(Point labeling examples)
** start **

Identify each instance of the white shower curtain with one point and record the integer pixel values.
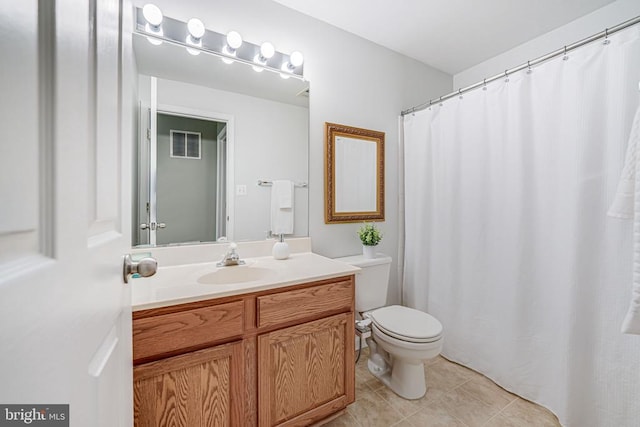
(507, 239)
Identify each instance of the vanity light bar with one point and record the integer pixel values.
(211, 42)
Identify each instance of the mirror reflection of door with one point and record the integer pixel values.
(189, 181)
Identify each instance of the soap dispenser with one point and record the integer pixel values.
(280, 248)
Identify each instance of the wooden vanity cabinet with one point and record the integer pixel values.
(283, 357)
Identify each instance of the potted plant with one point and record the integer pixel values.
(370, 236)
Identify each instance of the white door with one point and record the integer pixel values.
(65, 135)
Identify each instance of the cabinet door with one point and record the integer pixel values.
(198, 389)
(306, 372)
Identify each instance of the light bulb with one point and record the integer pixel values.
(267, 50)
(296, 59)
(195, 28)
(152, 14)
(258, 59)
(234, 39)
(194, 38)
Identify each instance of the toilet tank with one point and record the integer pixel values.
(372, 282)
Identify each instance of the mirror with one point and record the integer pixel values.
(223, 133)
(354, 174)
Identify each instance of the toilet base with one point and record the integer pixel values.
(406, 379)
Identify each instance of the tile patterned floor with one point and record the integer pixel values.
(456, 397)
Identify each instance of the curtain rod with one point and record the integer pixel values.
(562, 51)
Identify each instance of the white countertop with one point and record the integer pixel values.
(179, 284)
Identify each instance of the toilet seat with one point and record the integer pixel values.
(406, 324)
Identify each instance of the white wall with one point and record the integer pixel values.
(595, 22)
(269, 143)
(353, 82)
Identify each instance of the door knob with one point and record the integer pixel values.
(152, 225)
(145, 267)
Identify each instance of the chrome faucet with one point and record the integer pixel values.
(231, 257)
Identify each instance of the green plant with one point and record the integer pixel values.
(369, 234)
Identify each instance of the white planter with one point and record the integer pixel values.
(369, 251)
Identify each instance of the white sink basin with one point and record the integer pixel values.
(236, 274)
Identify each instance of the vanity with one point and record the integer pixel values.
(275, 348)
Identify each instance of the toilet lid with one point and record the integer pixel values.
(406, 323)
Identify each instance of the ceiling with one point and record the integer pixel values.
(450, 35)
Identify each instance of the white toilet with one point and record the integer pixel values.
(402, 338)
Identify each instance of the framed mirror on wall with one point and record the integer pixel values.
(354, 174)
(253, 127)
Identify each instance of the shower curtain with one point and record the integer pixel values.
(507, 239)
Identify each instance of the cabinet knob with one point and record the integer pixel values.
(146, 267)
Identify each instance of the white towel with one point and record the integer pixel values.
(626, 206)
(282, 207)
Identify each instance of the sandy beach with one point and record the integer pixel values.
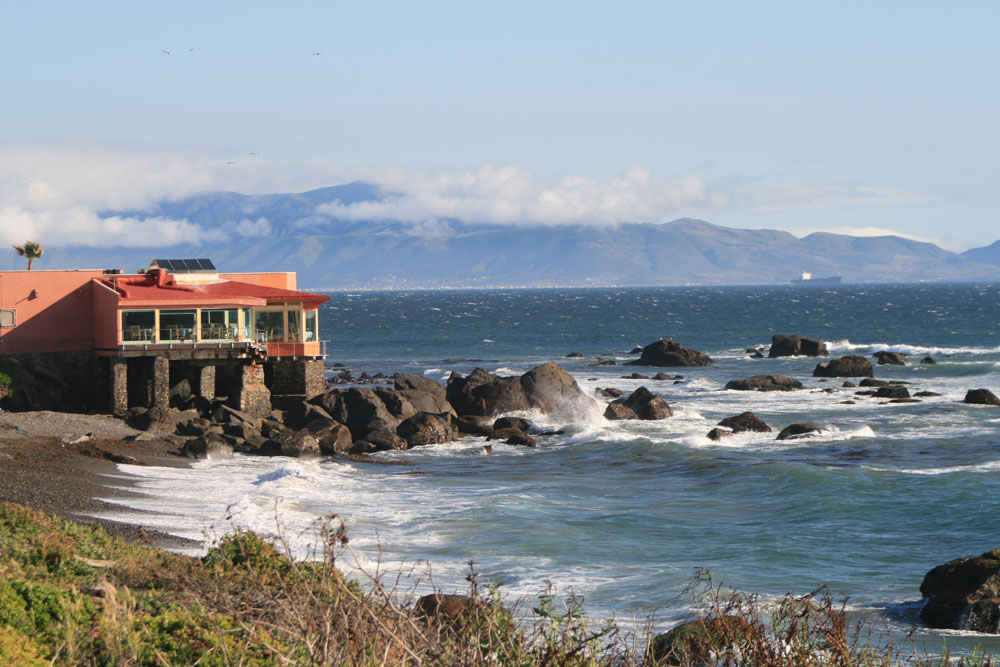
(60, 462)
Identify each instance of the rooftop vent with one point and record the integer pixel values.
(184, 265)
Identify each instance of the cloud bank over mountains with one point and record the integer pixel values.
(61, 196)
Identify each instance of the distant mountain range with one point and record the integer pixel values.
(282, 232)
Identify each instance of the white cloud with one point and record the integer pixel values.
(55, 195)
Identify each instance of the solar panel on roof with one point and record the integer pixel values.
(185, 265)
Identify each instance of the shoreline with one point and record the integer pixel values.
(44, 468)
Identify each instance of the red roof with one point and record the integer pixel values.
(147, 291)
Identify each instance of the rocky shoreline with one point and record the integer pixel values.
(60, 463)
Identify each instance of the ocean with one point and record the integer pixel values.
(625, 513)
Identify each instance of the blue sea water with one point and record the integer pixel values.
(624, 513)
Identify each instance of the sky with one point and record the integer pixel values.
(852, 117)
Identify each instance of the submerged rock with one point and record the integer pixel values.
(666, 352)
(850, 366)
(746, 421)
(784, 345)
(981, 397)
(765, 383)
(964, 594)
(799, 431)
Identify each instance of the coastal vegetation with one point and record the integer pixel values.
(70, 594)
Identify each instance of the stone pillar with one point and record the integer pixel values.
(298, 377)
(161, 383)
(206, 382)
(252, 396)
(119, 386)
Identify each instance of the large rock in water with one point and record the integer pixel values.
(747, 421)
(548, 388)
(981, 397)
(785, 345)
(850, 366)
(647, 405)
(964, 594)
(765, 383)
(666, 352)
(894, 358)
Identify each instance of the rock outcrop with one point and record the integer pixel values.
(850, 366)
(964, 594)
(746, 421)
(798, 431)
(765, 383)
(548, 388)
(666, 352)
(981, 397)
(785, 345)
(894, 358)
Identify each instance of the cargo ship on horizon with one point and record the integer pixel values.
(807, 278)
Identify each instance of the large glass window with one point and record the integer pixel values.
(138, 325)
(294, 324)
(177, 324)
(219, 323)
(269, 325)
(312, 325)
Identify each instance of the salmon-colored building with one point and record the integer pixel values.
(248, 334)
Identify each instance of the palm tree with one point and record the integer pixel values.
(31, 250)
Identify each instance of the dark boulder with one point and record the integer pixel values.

** end **

*OBJECTIVE*.
Convert all of the rows above into a JSON list of strings with one string per line. Skip blank lines and leave out the pictures.

*WRITTEN REPLY*.
[
  "Identify each instance of the white shower curtain with one point and record the integer pixel values.",
  "(507, 239)",
  "Identify each instance of the vanity light bar with one point and record the integer pixel values.",
  "(211, 42)",
  "Identify each instance of the mirror reflection of door with one point and record the integer pixel values.",
  "(189, 181)",
  "Identify each instance of the soap dispenser with one point and record the integer pixel values.",
  "(280, 248)",
  "Identify each instance of the wooden vanity cabinet with one point and record the integer pixel values.",
  "(283, 357)",
  "Identify each instance of the potted plant with one point and record the integer pixel values.",
  "(370, 236)",
  "Identify each instance of the white door with one point and record the integer pixel values.",
  "(65, 135)",
  "Identify each instance of the cabinet door with one point and record the integer pixel values.",
  "(198, 389)",
  "(306, 372)",
  "Identify each instance of the light bulb with one point and record the integer pixel values.",
  "(267, 50)",
  "(296, 59)",
  "(195, 28)",
  "(152, 14)",
  "(258, 59)",
  "(234, 39)",
  "(194, 38)",
  "Identify each instance of the toilet tank with one point and record the integer pixel values.",
  "(372, 282)",
  "Identify each instance of the mirror with one point and record the integer pixel values.",
  "(223, 133)",
  "(354, 174)",
  "Identify each instance of the toilet base with one point and record the integer pixel values.",
  "(406, 379)",
  "Identify each instance of the tile patterned floor with one point and record the integer pixel values.",
  "(456, 397)",
  "Identify each instance of the curtain rod with one point and record the integer pixel values.",
  "(562, 51)",
  "Identify each instance of the white countertop with one point and record the integer pixel values.",
  "(179, 284)",
  "Identify each instance of the toilet seat with one point and record the integer pixel values.",
  "(406, 324)",
  "Identify each instance of the white wall with one point and record the integer pixel values.",
  "(595, 22)",
  "(269, 143)",
  "(353, 82)",
  "Identify each instance of the door knob with one point and record the integer pixel values.",
  "(152, 225)",
  "(145, 267)",
  "Identify each instance of the chrome faucet with one point and record the integer pixel values.",
  "(231, 257)",
  "Identify each instance of the green plant with one point and record the integer pixel values.",
  "(369, 234)",
  "Identify each instance of the white planter with one point and record the integer pixel values.",
  "(369, 251)",
  "Identify each instance of the white sink basin with one point and record the integer pixel values.",
  "(236, 274)",
  "Identify each instance of the vanity with one point and record the integer pixel values.",
  "(275, 348)",
  "Identify each instance of the toilet lid with one point and record the integer pixel values.",
  "(406, 323)",
  "Identify each instance of the ceiling with one point and record the integer pixel values.",
  "(450, 35)",
  "Identify each instance of the white toilet with one point and record the integer pixel values.",
  "(402, 338)",
  "Identify each instance of the framed mirror on wall with one point and record the integer pixel values.",
  "(354, 174)",
  "(253, 127)",
  "Identify each instance of the shower curtain with one point and record the integer pixel values.",
  "(507, 239)",
  "Identify each instance of the cabinet knob with one point and record the integer pixel values.",
  "(146, 267)",
  "Identify each instance of the white towel with one point and record the integer pixel values.",
  "(626, 206)",
  "(282, 207)",
  "Identify each instance of the sandy beach with one point and record the integer pixel values.",
  "(60, 462)",
  "Identify each instance of the rooftop vent with one point and record the integer pixel values.",
  "(184, 265)",
  "Identify each instance of the cloud bank over mountains with one point and record the integer pixel values.",
  "(61, 196)",
  "Identify each instance of the distant mountain range with one point and record the integer pixel values.",
  "(282, 232)",
  "Identify each instance of the white cloud with one point and record the integer pixel values.",
  "(55, 195)",
  "Identify each instance of the solar panel on roof with one point and record the integer pixel values.",
  "(185, 265)",
  "Identify each instance of the shoreline with one point and record the integer pixel values.",
  "(44, 468)",
  "Identify each instance of the red roof with one point and record the integer pixel values.",
  "(147, 291)",
  "Identify each instance of the rocky shoreline with one point and record the integer pixel values.",
  "(60, 463)",
  "Identify each instance of the ocean with one point and record the integer pixel values.",
  "(625, 513)",
  "Identify each instance of the blue sea water with one point and record the integer pixel values.",
  "(624, 513)",
  "Identify each instance of the sky with one point and record the integer pixel values.",
  "(852, 117)",
  "Identify each instance of the submerged rock with one point and record the integer pixel values.",
  "(666, 352)",
  "(850, 366)",
  "(746, 421)",
  "(784, 345)",
  "(981, 397)",
  "(765, 383)",
  "(964, 594)",
  "(799, 431)",
  "Identify each instance of the coastal vegetation with one point and record the integer pixel values.",
  "(70, 594)",
  "Identify each instance of the stone pillar with one point and record the integer pixel values.",
  "(298, 377)",
  "(161, 383)",
  "(206, 382)",
  "(252, 396)",
  "(119, 386)",
  "Identify each instance of the large rock in water with one point and record the integer pixel values.",
  "(747, 421)",
  "(548, 388)",
  "(981, 397)",
  "(785, 345)",
  "(850, 366)",
  "(647, 405)",
  "(964, 594)",
  "(765, 383)",
  "(666, 352)",
  "(894, 358)",
  "Identify each instance of the rock outcrop with one point and record the integer pixel values.",
  "(850, 366)",
  "(964, 594)",
  "(746, 421)",
  "(798, 431)",
  "(765, 383)",
  "(548, 388)",
  "(666, 352)",
  "(981, 397)",
  "(785, 345)",
  "(894, 358)",
  "Identify each instance of the cargo ship on horizon with one point and record the integer pixel values.",
  "(807, 278)",
  "Identify each instance of the large glass window with one point and record the integer pixel values.",
  "(138, 325)",
  "(294, 324)",
  "(177, 324)",
  "(219, 323)",
  "(269, 325)",
  "(312, 325)",
  "Identify each instance of the salmon-colored building with one point and record the integer pixel values.",
  "(248, 334)",
  "Identify each instance of the palm tree with one point and record the integer pixel values.",
  "(31, 250)",
  "Identify each instance of the dark boulder with one point and record the integer pixel values."
]